- _What you will do_
Reproduce nothing but the lines from the one containing "Verify that every instance of the window arch" to the end of the records below, each exactly as written.

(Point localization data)
◆ ◆ ◆ ◆

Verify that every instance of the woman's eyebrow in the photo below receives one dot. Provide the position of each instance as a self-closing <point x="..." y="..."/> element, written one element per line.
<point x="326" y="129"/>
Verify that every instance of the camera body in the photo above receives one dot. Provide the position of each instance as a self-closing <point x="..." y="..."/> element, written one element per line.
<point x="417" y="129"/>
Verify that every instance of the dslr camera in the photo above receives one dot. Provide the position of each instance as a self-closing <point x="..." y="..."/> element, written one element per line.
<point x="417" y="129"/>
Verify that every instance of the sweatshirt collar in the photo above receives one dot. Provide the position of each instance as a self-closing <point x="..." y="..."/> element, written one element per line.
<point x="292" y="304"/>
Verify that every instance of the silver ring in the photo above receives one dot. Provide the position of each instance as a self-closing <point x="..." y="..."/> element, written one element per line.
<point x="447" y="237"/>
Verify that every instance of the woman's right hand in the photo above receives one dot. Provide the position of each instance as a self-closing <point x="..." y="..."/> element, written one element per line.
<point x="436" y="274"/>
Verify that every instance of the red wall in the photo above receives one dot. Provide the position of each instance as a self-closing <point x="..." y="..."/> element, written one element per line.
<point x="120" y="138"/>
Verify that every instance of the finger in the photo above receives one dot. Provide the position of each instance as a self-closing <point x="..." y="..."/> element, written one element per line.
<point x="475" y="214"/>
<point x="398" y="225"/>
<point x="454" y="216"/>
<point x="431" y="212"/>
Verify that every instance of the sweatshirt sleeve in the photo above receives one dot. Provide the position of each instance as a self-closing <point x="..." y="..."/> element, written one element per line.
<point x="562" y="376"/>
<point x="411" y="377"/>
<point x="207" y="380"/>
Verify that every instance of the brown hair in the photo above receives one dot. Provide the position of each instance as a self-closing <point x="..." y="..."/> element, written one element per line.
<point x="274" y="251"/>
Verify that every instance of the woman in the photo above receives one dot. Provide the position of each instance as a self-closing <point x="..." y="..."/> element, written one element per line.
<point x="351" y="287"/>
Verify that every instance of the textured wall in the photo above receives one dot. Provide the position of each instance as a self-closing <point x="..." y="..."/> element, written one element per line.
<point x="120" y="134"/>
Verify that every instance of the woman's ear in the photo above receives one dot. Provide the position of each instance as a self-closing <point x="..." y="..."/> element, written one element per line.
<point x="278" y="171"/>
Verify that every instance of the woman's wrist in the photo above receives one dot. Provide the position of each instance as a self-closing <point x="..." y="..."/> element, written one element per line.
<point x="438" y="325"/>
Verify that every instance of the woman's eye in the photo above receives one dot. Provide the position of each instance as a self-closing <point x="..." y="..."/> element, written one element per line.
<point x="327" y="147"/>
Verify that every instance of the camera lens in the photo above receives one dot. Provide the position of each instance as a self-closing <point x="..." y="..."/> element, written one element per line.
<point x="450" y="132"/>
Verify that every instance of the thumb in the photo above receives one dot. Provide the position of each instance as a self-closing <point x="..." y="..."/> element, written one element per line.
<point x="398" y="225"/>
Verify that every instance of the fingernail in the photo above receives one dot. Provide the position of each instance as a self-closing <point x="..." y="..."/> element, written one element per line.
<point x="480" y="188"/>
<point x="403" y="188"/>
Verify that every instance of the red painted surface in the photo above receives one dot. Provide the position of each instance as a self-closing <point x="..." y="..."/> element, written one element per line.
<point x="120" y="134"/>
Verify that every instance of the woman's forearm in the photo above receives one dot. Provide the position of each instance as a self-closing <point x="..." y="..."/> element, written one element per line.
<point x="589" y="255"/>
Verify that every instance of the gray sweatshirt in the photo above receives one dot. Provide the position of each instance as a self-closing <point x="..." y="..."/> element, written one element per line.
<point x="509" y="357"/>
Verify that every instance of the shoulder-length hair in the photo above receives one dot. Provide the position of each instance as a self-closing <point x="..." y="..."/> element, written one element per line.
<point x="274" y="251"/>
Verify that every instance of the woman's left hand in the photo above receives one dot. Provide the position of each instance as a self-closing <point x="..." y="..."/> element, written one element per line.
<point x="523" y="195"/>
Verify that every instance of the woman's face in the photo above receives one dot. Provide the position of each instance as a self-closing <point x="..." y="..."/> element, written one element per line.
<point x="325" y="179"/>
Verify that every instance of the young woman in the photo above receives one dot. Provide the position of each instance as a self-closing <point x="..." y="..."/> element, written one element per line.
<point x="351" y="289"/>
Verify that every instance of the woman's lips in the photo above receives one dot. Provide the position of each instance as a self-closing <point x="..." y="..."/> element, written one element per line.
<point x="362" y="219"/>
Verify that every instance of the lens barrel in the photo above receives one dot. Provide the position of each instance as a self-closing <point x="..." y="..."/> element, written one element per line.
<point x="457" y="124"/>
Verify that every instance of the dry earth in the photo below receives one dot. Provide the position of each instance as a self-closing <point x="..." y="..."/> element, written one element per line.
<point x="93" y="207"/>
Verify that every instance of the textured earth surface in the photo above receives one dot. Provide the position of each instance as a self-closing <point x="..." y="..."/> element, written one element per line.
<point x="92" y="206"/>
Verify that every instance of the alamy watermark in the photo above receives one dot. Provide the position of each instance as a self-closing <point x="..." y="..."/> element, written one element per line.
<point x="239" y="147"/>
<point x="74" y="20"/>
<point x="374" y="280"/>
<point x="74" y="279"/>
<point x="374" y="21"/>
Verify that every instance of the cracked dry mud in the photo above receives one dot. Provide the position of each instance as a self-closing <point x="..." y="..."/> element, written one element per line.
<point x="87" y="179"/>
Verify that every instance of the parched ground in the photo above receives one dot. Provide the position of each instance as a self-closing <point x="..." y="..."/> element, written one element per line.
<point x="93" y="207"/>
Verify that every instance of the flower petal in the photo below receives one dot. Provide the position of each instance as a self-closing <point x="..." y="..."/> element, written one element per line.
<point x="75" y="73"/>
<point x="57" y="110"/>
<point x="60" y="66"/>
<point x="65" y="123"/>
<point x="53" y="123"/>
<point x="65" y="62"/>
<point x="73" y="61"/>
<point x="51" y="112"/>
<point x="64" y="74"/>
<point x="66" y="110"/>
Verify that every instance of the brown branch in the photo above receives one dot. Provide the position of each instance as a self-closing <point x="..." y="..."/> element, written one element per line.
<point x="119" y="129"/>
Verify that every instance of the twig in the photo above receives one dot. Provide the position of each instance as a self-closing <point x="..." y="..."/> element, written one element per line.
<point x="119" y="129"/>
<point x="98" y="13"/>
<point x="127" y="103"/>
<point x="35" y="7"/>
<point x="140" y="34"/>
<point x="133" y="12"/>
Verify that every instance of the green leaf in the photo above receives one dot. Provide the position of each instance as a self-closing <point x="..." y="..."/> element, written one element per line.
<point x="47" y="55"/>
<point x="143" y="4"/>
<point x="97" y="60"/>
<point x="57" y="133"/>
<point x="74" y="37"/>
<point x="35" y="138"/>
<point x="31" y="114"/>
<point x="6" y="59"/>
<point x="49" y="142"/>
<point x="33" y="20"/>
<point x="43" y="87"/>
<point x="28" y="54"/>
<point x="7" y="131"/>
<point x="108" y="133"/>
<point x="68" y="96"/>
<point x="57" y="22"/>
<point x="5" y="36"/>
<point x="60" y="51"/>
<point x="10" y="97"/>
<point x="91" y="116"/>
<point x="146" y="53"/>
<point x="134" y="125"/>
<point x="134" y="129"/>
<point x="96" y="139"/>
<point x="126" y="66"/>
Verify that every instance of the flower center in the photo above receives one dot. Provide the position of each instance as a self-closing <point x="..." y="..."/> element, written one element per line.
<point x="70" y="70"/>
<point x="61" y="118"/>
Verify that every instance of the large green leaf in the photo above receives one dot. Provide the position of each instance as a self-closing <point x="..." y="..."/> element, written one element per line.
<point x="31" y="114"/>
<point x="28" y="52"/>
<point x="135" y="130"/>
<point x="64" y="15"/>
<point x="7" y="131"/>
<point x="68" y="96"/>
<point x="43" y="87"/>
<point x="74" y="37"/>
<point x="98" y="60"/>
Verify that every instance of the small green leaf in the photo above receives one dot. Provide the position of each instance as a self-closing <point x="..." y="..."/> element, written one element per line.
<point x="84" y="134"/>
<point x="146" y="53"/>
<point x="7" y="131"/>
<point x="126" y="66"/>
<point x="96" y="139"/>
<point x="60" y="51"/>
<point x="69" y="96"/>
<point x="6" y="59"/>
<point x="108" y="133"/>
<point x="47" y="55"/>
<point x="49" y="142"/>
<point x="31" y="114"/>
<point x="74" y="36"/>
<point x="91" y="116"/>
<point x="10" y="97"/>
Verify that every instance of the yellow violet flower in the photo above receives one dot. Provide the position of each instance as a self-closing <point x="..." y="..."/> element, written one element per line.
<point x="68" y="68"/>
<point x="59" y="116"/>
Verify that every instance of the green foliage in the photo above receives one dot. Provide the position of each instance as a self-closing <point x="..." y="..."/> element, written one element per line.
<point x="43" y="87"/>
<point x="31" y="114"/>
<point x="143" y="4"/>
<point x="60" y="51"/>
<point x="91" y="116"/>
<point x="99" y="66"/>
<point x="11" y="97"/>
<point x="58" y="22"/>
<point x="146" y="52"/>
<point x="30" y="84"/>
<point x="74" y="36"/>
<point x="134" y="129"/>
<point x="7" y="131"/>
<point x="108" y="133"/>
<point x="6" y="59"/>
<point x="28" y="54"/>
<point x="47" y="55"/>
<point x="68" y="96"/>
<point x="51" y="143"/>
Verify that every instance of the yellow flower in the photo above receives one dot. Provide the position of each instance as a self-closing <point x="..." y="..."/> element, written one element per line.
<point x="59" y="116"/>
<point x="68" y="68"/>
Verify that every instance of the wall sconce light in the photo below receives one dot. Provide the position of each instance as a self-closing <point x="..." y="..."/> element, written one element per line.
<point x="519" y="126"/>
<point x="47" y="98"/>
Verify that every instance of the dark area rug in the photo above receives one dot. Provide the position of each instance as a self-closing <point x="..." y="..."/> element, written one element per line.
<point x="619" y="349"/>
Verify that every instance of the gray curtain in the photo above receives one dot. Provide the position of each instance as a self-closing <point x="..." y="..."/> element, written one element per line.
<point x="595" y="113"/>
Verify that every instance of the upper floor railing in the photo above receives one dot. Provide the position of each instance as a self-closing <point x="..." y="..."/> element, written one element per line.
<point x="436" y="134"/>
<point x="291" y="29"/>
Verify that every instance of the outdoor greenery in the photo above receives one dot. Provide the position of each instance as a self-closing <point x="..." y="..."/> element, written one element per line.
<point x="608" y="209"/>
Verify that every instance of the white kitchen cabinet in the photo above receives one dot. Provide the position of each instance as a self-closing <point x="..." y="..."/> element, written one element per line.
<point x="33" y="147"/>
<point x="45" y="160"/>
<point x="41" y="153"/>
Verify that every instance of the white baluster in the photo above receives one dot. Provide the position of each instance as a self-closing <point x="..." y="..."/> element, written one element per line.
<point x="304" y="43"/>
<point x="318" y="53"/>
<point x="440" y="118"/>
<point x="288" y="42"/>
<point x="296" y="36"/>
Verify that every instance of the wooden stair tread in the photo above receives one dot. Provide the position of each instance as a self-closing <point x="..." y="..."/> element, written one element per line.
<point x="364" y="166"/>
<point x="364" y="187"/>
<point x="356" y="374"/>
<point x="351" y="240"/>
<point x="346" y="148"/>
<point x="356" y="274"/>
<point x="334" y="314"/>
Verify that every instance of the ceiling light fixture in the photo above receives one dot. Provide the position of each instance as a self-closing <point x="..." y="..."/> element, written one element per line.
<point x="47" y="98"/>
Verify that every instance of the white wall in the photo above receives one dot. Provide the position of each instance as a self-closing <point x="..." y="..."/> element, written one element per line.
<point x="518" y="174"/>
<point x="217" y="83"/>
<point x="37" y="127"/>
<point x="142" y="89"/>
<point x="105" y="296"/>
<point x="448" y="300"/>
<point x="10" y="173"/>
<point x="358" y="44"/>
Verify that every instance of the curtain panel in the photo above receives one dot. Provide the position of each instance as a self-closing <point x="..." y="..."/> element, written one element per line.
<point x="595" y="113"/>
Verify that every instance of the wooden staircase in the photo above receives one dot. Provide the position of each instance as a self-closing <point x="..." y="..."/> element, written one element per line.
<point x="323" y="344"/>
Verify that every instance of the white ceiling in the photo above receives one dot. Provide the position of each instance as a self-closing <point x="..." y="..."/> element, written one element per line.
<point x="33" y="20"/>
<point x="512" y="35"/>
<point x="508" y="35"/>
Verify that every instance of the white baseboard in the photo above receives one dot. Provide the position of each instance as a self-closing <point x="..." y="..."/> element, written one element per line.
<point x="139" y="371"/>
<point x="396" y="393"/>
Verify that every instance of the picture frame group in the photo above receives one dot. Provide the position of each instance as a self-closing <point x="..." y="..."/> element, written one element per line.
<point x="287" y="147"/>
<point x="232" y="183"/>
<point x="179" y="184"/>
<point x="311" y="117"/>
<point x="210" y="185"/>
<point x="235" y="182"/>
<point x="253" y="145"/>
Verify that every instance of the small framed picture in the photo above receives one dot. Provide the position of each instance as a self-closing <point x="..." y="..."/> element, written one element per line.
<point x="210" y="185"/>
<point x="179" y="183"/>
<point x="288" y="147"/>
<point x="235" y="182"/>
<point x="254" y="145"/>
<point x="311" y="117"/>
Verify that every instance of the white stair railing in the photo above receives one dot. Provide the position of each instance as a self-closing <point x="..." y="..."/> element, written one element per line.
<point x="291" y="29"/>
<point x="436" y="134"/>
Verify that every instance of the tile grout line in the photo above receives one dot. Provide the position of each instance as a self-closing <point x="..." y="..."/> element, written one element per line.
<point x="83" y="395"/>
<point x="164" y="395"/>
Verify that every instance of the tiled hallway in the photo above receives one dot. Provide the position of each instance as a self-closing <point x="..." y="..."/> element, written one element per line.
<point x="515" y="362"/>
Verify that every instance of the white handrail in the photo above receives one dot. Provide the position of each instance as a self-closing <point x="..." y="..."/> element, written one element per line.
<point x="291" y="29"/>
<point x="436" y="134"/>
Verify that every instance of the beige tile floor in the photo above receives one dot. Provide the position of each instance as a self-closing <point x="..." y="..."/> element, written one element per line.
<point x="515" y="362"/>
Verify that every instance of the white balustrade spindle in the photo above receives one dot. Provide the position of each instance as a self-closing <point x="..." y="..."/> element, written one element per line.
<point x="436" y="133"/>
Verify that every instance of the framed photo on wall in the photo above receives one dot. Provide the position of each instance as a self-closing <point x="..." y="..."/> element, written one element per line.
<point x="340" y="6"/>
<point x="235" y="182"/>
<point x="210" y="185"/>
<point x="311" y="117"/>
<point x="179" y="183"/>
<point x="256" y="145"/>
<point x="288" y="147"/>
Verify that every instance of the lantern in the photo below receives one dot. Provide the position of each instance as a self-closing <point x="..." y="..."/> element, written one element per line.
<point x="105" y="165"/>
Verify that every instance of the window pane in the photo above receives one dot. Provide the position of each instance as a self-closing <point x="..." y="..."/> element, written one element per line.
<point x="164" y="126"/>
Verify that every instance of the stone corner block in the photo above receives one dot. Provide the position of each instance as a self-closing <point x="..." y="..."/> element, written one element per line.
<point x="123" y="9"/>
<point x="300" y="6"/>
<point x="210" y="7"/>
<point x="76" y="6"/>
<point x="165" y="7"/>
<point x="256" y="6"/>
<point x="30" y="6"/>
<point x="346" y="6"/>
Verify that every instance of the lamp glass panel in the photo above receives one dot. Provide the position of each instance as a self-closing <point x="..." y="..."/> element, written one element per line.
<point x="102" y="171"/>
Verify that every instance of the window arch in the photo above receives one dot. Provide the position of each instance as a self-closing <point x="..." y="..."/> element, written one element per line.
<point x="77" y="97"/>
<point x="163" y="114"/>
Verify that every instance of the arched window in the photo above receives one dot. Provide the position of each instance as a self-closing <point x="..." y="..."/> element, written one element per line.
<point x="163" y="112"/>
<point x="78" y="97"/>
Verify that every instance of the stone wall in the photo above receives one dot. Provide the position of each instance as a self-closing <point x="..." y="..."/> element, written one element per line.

◆ ◆ ◆ ◆

- _Answer space_
Verify that every instance of the window arch in the photo above receives one dot. Provide the position of each instance as a self-closing <point x="..." y="..."/> element, written one element per line.
<point x="77" y="97"/>
<point x="163" y="114"/>
Verify that every instance of the arched window in the photo above receives one dot. Provide the position of each instance as a self-closing <point x="..." y="..."/> element, written one element per line.
<point x="163" y="112"/>
<point x="78" y="97"/>
Verify that every instance of the stone wall in the photo above receives one dot. Provide the position of each instance as a self-closing <point x="..." y="..."/> element, written one element per line.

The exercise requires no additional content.